Passage shown below:
Since that time I have been trying to get such sponsorship and hope to find in the near future enough time to re-write the proposal--a very painful process indeed. However, I have had a few off-the-record criticisms about the editorial formulation of the proposal. I gladly accept criticism, but the conclusion is that nobody wants to do research on this any more -- they just want me to plow into making a citation index. I am fully prepared to do this but I do not like to do plunge in that way.

If you would be interested in seeing my former proposal and my other papers I would be delighted to send them to you in the next mail. I would be grateful to you if you could possibly suggest some sampling method that would satisfy you. This is not easy. Unless you collate a great deal of material you don't pick up just the references that would ordinarily be missed. My present thinking is that we would cull the references from all journals of general science (Science, Nature, etc.) and then examine the material brought together for certain selected journals in genetics, as well as certain articles in genetics appearing in non-genetics journals.

There is then the question of the period of time, and many other considerations mentioned in my proposal.

I have also recently figured out that with one tenth the budget of Chemical Abstracts I could probably put out a citation index for all of science--and once begun the enterprise would probably be self-supporting. At a total cost of 5¢ per reference one could cover 5,000,000 references at a total cost of $ 250,000. Chemical Abstracts covers only 80,000 abstracts in chemistry and their budget is over $2 million. I don't think it would be difficult to get 20,000 scientists to pay $10 or $15 for a compendium of this type.

I have rambled on at great length. Let me close and thank you again for your encouraging comments. The most persistent of us need encouragement and I would feel justified now in pushing ahead for a citation index even if you were the only man to ever use it. I have great faith that the citation index will one day be a spur to many new scientific discoveries in the service of mankind.
End of Passage shown.
Available data below:
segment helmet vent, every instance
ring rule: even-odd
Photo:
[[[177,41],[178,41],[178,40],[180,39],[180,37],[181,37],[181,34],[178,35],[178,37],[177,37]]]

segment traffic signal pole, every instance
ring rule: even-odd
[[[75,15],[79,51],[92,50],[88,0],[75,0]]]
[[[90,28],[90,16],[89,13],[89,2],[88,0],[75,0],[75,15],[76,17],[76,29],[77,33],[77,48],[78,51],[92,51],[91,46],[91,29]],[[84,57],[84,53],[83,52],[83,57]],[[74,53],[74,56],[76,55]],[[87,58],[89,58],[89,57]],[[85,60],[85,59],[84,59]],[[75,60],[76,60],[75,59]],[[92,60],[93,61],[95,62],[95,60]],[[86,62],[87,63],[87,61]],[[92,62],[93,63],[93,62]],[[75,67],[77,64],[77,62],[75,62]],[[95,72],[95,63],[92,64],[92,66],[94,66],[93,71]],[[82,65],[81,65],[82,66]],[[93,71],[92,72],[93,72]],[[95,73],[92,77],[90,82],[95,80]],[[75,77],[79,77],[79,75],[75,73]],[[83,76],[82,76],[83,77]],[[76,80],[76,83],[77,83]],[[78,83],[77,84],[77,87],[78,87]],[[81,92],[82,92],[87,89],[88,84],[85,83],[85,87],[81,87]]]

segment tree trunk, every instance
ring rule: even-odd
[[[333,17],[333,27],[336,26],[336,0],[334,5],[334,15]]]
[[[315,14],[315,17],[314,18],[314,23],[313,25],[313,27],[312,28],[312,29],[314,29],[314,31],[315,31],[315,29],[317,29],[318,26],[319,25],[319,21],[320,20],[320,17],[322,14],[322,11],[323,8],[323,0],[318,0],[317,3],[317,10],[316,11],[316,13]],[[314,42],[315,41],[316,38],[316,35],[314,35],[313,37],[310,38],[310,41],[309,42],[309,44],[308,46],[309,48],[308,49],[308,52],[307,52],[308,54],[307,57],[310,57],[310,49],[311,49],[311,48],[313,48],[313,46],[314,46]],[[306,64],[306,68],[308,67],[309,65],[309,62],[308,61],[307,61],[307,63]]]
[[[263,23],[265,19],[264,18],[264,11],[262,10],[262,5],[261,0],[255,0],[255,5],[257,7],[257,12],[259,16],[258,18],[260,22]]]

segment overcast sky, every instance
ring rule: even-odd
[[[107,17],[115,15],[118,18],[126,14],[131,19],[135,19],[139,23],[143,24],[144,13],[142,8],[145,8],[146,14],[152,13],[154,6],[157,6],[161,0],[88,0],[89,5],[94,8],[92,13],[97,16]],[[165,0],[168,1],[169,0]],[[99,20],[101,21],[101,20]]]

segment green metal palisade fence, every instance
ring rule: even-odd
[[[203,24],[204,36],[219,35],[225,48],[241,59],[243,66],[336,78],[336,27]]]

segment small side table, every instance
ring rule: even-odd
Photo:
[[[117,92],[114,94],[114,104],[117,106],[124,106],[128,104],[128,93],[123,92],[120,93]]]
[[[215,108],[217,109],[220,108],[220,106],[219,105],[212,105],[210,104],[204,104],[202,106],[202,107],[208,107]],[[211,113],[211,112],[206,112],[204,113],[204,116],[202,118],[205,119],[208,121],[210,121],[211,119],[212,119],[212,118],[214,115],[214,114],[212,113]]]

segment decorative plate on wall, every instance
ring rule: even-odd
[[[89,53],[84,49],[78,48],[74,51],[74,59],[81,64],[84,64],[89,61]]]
End of Available data.
Work instructions ▸
1. Summarize the letter about a citation index in two sentences.
2. Answer these questions from the letter about a citation index, one line each:
(a) What cost per reference does the writer use in the estimate?
(b) How many abstracts in chemistry does Chemical Abstracts cover?
(c) Which journals of general science are named as examples?
3. Translate this sentence from the letter about a citation index into Spanish: "I have great faith that the citation index will one day be a spur to many new scientific discoveries in the service of mankind."

Solved problems ▸
1. The writer is still seeking sponsorship and intends to rewrite a proposal, but hears that nobody wants more research, only a citation index. The writer asks for a sampling method and figures that a citation index for all of science could be produced with one tenth the budget of Chemical Abstracts, covering 5,000,000 references for $250,000.

2.
(a) 5¢ per reference.
(b) 80,000.
(c) Science and Nature.

3. Tengo una gran fe en que el índice de citas será algún día un estímulo para muchos nuevos descubrimientos científicos al servicio de la humanidad.